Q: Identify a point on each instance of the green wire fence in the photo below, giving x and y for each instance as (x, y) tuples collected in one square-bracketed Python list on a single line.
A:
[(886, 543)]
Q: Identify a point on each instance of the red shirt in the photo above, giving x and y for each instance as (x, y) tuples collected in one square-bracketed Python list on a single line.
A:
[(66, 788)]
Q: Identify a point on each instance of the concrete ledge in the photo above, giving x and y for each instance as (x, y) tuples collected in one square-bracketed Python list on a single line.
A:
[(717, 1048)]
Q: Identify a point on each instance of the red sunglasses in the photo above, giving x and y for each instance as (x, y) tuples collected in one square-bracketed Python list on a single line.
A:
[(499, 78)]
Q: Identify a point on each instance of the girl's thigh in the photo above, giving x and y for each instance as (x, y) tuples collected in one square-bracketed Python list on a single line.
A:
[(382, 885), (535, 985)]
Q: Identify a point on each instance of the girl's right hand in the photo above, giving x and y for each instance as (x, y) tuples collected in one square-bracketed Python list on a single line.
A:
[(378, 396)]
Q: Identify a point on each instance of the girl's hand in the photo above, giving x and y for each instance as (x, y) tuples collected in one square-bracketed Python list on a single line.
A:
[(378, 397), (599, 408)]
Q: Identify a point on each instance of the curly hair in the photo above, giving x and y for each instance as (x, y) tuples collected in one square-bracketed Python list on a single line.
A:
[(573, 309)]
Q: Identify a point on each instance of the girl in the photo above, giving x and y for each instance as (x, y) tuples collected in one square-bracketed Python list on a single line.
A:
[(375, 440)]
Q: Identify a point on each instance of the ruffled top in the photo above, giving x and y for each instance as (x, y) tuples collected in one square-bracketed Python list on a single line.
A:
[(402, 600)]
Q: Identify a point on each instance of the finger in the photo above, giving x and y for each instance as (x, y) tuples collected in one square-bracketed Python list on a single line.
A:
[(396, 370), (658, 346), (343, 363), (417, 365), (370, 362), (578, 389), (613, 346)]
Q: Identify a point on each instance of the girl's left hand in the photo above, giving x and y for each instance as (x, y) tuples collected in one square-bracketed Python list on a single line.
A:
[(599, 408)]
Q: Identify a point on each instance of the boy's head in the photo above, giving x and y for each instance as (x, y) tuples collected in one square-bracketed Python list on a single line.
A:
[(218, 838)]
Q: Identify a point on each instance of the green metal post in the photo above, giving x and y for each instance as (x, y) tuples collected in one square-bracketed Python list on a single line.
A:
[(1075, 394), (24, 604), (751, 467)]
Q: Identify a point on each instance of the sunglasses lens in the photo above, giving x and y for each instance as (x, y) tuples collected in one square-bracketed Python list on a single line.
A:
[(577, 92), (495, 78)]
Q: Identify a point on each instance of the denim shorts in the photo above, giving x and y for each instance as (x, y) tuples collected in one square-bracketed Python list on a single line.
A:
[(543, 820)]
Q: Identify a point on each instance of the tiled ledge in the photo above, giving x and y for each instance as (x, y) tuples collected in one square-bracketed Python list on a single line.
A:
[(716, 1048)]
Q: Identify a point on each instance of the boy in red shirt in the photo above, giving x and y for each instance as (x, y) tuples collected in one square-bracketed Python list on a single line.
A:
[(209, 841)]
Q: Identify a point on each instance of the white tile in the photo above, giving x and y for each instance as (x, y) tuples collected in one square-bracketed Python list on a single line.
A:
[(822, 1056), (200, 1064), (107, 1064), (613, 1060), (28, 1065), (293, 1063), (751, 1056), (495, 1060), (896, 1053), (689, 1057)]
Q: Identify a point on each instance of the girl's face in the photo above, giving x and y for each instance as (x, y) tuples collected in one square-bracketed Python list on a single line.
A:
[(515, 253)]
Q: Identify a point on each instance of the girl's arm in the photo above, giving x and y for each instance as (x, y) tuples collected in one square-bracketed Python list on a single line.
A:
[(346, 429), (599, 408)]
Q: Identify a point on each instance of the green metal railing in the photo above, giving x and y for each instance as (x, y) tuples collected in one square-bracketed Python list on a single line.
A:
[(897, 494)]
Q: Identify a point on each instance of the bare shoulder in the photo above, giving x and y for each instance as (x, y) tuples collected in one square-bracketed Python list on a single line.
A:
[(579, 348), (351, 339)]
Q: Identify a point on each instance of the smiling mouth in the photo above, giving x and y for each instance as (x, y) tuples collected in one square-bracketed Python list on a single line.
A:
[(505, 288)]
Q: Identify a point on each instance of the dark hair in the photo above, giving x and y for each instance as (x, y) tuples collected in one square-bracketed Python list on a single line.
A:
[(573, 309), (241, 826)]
= = = = =
Reproduce, word for word, the part of the records that opens with the line containing "Q: Identify a point on each instance of the girl in" and closes with the line containing "[(375, 440)]", including both of those lines.

Q: Identify a point on each instance of the girl in the photo above, giving x and y for each instance as (x, y) tuples collected in one square-bracketed Python list on a single line.
A:
[(375, 440)]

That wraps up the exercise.